Transcribe exactly the lines from the one holding "Locate every instance of the distant" to the end of the data below, including both of those lines and no others.

[START Supplied records]

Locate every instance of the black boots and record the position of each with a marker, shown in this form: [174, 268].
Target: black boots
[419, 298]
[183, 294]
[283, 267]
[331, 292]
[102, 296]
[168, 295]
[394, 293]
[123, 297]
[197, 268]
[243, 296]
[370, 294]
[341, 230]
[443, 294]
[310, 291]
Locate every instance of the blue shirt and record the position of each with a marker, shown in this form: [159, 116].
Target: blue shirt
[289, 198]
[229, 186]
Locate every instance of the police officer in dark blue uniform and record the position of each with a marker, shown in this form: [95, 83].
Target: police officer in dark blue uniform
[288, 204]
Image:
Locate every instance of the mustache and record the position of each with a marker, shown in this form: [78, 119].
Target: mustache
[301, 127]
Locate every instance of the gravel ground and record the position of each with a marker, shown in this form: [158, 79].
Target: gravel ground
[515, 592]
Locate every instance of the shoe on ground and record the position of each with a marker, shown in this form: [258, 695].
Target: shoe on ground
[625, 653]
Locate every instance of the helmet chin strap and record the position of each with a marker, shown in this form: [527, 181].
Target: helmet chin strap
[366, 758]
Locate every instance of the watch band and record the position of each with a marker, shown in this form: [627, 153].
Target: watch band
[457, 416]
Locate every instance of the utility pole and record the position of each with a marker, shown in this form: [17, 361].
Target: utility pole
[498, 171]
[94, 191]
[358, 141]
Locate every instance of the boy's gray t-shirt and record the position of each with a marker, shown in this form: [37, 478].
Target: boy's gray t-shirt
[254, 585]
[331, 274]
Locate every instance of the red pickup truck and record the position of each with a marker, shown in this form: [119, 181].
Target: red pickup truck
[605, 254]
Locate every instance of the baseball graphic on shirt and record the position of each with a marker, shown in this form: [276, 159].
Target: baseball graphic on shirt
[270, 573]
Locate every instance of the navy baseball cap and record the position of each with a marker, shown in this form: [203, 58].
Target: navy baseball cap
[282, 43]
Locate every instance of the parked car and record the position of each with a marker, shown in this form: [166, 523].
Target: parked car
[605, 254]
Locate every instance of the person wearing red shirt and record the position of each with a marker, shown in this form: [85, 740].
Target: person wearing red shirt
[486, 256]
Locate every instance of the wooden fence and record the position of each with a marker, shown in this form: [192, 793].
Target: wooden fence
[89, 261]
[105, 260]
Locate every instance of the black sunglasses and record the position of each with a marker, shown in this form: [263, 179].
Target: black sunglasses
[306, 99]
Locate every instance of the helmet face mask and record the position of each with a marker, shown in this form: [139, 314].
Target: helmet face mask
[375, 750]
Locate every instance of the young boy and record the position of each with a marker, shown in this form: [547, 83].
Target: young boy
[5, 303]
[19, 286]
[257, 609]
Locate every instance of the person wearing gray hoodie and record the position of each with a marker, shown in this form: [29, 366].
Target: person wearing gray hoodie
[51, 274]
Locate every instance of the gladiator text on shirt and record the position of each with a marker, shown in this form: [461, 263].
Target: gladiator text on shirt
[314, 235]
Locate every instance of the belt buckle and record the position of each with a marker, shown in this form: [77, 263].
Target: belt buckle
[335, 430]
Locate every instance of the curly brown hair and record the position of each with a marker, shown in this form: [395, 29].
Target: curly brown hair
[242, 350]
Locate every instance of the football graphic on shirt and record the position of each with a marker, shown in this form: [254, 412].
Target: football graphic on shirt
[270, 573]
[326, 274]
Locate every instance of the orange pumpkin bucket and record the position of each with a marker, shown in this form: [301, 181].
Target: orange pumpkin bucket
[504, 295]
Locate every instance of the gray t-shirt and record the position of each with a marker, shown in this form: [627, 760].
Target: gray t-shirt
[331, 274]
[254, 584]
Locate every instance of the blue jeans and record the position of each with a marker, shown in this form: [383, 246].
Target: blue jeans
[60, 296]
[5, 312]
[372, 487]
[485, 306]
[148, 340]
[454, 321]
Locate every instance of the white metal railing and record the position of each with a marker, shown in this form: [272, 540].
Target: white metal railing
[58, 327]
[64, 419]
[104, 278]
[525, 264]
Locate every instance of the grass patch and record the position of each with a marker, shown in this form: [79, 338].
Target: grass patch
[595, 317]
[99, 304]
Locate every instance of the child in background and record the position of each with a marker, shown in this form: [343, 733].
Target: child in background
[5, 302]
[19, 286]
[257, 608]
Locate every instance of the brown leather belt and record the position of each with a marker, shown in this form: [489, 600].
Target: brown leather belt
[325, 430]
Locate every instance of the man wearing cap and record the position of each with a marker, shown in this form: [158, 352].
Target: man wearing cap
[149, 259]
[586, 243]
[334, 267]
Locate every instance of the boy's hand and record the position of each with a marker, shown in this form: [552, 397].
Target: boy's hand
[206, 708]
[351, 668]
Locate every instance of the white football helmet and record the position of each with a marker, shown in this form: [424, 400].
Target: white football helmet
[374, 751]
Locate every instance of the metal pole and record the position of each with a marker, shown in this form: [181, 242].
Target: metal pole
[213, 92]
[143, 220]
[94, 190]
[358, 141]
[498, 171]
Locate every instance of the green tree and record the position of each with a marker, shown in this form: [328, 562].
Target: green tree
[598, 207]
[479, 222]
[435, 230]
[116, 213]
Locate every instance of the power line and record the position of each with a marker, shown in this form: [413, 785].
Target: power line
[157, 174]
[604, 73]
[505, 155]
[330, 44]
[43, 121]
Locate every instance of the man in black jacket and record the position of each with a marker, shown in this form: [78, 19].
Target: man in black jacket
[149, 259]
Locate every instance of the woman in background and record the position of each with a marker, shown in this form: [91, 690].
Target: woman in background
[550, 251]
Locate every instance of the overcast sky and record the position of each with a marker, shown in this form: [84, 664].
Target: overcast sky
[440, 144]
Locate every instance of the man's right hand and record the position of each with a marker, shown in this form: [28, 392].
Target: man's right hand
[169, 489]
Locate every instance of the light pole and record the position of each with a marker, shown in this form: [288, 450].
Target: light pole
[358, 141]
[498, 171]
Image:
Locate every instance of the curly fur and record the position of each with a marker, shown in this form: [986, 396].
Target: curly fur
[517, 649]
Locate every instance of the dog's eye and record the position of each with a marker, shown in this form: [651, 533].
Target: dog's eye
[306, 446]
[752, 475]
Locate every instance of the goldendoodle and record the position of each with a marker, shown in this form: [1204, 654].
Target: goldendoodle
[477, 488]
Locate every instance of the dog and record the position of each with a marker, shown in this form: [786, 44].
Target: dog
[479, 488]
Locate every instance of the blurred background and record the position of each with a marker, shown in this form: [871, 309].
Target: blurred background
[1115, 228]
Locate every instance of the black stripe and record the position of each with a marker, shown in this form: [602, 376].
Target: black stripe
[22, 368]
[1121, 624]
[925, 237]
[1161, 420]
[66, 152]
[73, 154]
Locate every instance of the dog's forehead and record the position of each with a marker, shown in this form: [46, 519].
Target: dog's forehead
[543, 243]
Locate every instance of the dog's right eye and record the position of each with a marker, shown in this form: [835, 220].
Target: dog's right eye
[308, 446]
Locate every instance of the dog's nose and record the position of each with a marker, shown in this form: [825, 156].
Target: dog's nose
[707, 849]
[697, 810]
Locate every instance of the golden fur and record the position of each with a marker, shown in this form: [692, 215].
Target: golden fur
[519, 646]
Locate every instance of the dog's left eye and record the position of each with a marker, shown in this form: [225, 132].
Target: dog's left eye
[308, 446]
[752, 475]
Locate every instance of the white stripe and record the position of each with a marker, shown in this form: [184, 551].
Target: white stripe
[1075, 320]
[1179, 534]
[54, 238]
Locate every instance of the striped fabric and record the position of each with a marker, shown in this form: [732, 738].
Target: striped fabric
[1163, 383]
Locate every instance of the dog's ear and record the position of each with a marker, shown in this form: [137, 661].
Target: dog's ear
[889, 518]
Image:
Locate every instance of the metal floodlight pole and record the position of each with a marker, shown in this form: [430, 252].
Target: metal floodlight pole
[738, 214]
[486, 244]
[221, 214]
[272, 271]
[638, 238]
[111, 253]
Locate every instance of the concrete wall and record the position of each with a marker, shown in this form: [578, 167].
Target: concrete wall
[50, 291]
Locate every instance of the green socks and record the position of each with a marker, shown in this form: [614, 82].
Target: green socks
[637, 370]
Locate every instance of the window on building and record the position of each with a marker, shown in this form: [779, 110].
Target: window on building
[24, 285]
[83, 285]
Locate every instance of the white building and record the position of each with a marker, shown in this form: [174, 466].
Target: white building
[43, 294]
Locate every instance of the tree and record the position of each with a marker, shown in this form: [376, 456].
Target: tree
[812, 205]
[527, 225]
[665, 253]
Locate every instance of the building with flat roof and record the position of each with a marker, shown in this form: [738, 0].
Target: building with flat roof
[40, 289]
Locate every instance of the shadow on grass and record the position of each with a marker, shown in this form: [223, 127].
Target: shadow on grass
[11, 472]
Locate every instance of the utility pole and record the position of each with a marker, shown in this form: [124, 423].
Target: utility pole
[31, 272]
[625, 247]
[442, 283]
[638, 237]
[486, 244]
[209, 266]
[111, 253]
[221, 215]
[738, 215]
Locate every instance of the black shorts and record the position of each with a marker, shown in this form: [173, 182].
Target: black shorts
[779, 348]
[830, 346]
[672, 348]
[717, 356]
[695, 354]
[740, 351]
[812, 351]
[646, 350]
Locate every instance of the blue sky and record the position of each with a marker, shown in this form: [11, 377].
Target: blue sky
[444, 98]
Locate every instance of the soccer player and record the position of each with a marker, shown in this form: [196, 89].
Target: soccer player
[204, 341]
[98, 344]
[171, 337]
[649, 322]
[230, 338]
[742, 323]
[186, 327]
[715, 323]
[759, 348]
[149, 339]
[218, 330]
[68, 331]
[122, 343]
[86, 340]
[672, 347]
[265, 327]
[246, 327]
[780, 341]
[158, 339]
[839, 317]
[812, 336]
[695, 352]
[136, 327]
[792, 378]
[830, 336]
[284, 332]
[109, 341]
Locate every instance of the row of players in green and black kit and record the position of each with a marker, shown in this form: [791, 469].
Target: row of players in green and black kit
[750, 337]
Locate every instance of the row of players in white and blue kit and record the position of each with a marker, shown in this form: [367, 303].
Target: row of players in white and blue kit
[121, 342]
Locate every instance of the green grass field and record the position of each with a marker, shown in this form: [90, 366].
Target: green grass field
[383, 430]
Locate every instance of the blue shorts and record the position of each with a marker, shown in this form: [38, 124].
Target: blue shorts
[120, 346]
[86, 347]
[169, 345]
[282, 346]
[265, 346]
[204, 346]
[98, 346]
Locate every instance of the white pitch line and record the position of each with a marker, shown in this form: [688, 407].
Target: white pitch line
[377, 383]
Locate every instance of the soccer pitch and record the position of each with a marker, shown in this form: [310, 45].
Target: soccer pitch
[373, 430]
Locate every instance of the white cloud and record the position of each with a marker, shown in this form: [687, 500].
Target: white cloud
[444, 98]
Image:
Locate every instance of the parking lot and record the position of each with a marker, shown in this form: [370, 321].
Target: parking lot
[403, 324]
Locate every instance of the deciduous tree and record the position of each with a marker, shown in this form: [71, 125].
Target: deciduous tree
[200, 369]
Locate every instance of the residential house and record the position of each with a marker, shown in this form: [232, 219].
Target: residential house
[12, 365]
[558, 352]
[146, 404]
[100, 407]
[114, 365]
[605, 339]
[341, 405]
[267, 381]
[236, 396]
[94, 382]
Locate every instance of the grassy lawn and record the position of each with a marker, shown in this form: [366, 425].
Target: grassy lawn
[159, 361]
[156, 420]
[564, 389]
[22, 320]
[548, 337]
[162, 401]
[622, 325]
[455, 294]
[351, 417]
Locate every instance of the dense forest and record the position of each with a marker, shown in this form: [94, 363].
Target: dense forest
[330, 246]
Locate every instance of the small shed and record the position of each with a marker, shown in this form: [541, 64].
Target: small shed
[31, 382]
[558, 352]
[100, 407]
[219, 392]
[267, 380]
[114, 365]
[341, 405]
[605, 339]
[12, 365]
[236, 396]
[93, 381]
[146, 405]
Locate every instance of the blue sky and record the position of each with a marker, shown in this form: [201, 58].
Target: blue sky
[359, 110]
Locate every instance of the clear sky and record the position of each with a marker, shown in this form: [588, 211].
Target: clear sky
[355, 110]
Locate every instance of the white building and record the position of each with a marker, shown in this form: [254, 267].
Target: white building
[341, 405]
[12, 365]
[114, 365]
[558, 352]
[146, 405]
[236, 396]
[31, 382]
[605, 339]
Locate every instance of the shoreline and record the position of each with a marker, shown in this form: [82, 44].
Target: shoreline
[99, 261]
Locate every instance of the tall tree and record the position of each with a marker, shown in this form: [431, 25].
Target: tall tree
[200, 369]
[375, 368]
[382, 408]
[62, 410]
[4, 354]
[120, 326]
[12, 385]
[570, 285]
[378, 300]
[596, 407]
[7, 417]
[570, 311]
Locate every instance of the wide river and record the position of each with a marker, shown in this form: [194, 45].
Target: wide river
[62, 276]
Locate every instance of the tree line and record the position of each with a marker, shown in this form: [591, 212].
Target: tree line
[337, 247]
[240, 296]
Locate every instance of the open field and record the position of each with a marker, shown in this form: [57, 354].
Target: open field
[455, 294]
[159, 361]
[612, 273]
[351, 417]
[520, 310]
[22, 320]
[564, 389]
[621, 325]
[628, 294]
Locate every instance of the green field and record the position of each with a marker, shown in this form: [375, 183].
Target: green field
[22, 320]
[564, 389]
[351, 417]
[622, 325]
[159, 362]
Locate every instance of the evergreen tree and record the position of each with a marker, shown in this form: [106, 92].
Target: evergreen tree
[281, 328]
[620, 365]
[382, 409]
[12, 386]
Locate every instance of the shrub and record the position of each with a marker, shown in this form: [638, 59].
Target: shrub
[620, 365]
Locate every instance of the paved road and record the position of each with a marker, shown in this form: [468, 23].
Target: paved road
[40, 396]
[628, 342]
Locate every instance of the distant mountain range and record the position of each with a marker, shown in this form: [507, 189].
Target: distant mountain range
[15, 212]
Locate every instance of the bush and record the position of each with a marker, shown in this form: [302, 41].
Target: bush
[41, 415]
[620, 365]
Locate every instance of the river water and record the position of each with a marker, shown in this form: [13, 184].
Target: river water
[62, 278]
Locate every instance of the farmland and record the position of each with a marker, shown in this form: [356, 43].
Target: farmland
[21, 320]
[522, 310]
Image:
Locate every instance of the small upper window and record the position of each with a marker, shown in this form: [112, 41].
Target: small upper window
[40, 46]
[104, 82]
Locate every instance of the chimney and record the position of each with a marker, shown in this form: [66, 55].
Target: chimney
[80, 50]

[END Supplied records]

## [Answer to this exercise]
Locate every instance of the distant mountain range and record the position of each with a marker, shown in this form: [507, 189].
Target: distant mountain range
[15, 212]
Locate every instance of the bush and record the position of each with a marker, shown in this form: [302, 41].
Target: bush
[41, 415]
[620, 365]
Locate every instance of the river water and record the position of each with a marker, shown in this form: [13, 184].
Target: river water
[62, 278]
Locate every instance of the farmland and record the position of each with a marker, shown in this form: [356, 43].
Target: farmland
[21, 320]
[522, 310]
Image:
Locate every instance of the small upper window and record the position of each with a marker, shown in this form: [112, 41].
Target: small upper window
[40, 46]
[104, 82]
Locate every instance of the chimney and record the position of each with a marker, shown in this form: [66, 55].
Target: chimney
[80, 50]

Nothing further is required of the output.